**Work task:** Can you reproduce these lines word for word, starting at the line that contains "The required output" and ending at the line that contains "198H188L192 203L194 201L193"?

**Data records:**
<<<<

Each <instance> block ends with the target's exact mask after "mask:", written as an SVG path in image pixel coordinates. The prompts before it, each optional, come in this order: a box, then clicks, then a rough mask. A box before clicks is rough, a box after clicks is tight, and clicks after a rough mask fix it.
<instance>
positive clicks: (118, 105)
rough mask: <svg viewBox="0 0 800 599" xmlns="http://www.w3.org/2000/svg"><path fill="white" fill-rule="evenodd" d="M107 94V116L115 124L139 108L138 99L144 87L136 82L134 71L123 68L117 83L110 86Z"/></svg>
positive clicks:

>>>>
<<<<

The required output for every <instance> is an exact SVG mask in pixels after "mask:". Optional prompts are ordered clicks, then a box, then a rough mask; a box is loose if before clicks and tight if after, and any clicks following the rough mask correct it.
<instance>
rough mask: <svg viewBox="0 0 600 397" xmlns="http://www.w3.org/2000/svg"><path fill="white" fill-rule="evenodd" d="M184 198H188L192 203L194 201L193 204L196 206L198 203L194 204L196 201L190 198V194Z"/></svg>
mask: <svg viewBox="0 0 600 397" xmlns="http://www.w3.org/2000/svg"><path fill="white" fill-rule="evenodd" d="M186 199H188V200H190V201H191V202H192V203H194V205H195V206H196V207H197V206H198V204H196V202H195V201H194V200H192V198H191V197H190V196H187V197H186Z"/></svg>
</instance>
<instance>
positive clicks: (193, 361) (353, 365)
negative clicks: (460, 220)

>>>>
<<<<

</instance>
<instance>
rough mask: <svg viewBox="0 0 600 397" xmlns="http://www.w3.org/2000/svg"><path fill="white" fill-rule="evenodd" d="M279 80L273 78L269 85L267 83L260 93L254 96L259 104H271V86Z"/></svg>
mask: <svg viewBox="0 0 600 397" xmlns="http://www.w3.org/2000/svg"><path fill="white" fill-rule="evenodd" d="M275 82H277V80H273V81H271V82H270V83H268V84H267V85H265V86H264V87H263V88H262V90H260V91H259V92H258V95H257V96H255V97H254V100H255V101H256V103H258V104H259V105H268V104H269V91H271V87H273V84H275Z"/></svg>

>>>>

**Task solution:**
The required output for every <instance> is an exact SVG mask in pixels after "mask:". Optional prompts are ordered clicks, then a box, then a rough mask; a box is loose if before clicks and tight if after, and any clicks following the rough mask correct it.
<instance>
rough mask: <svg viewBox="0 0 600 397" xmlns="http://www.w3.org/2000/svg"><path fill="white" fill-rule="evenodd" d="M184 198H188L192 203L194 201L193 204L196 206L198 203L194 204L196 201L190 198V194Z"/></svg>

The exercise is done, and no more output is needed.